[DATA TO PROCESS]

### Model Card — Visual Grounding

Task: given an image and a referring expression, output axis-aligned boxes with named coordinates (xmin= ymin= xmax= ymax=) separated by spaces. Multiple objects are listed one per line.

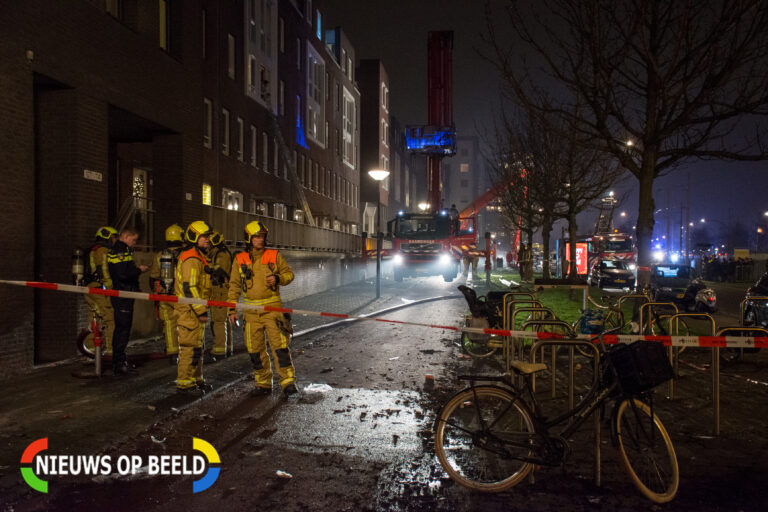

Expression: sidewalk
xmin=0 ymin=278 xmax=418 ymax=498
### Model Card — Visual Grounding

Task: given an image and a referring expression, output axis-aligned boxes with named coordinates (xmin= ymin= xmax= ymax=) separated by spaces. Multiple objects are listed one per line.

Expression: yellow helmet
xmin=244 ymin=220 xmax=268 ymax=243
xmin=210 ymin=231 xmax=224 ymax=246
xmin=184 ymin=220 xmax=212 ymax=244
xmin=95 ymin=226 xmax=118 ymax=241
xmin=165 ymin=224 xmax=184 ymax=243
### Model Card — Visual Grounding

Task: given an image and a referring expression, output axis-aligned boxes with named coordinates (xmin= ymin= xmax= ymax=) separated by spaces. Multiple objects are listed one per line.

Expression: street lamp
xmin=368 ymin=169 xmax=390 ymax=299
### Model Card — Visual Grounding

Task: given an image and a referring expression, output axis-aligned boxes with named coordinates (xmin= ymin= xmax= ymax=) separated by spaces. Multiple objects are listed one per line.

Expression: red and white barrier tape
xmin=2 ymin=279 xmax=767 ymax=350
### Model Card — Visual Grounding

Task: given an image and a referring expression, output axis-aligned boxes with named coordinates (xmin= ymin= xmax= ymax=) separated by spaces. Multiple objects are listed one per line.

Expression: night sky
xmin=321 ymin=1 xmax=768 ymax=246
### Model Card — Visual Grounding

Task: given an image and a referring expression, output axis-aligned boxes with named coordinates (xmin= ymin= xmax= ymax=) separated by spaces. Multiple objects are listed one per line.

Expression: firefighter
xmin=149 ymin=224 xmax=184 ymax=362
xmin=227 ymin=220 xmax=298 ymax=395
xmin=208 ymin=230 xmax=233 ymax=360
xmin=106 ymin=228 xmax=149 ymax=375
xmin=174 ymin=221 xmax=213 ymax=393
xmin=85 ymin=226 xmax=117 ymax=356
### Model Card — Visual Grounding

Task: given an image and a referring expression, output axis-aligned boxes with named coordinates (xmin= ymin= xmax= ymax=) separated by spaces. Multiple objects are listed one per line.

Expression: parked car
xmin=650 ymin=264 xmax=717 ymax=313
xmin=589 ymin=259 xmax=635 ymax=290
xmin=743 ymin=272 xmax=768 ymax=328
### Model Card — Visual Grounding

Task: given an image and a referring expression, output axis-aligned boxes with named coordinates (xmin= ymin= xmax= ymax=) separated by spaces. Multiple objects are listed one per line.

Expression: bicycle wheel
xmin=77 ymin=328 xmax=96 ymax=359
xmin=461 ymin=332 xmax=498 ymax=358
xmin=614 ymin=398 xmax=679 ymax=503
xmin=434 ymin=386 xmax=536 ymax=492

[/DATA TO PROCESS]

Retype the data exactly; images stay out.

### Model Card — Visual Grounding

Task: given an image and a referring expression, output axis-aligned boxes with named coordinates (xmin= ymin= xmax= ymax=) separated by spaces. Multiple objects are listed one per line.


Expression: sidewalk
xmin=0 ymin=278 xmax=418 ymax=498
### Model Card — Visual Grounding

Task: given an image and a referring expression, output axis-aligned boxes with named coordinates (xmin= ymin= xmax= ymax=) separated by spaces. Multiple objects are listed one per line.

Expression: yellow helmet
xmin=244 ymin=220 xmax=268 ymax=243
xmin=210 ymin=231 xmax=224 ymax=246
xmin=184 ymin=220 xmax=212 ymax=244
xmin=95 ymin=226 xmax=118 ymax=241
xmin=165 ymin=224 xmax=184 ymax=243
### Model Card — Visual Grounding

Task: given an image and a referring expression, output axis-aligned boxes with named coordinates (xmin= ymin= xmax= ymax=) separated by spaces. Multiple objects are listed one per line.

Expression: street lamp
xmin=368 ymin=169 xmax=390 ymax=299
### Model Card — Visual Grounding

Task: given an image and a referring expression, output axis-aligned boxes with named coordinates (xmin= ymin= xmax= ymax=) separated by spaces. Multiple objects are listed one per line.

Expression: red and white barrier tape
xmin=2 ymin=279 xmax=767 ymax=350
### Model Card — Visual Grounding

Task: given an image and a referring expression, output axis-aligned boxes with named coordinates (xmin= ymin= xmax= ymax=) separated by spaces. Multiple objects are listed one per line.

Expression: night sky
xmin=321 ymin=1 xmax=768 ymax=246
### Model Card — Visual Grounding

Task: given an image and a referring expression, output axis-aligned boxes with named coordinates (xmin= ymin= xmax= ymax=) separated by spaces. Multiple objects are listed one per line.

Expression: firefighter
xmin=149 ymin=224 xmax=184 ymax=362
xmin=227 ymin=220 xmax=298 ymax=395
xmin=208 ymin=230 xmax=233 ymax=360
xmin=106 ymin=228 xmax=149 ymax=375
xmin=174 ymin=221 xmax=213 ymax=393
xmin=85 ymin=226 xmax=117 ymax=356
### Model Card — Visual Grounding

Task: given an image and a referring expression, output axis-aligned boxes with named coordinates (xmin= ymin= xmax= ymax=) separated by spaces. Multiple objects are listed one per line.

Expression: parked car
xmin=650 ymin=264 xmax=717 ymax=313
xmin=589 ymin=259 xmax=635 ymax=290
xmin=743 ymin=272 xmax=768 ymax=328
### Model Card — Visual Grounding

Task: given an image and a referring expression, output axis-aligned boxes with named coordinates (xmin= ymin= xmax= ymax=) separated by spaces. Multiple objects are listed one per line.

Expression: bicycle wheel
xmin=77 ymin=328 xmax=96 ymax=359
xmin=461 ymin=332 xmax=498 ymax=358
xmin=614 ymin=398 xmax=679 ymax=503
xmin=434 ymin=386 xmax=536 ymax=492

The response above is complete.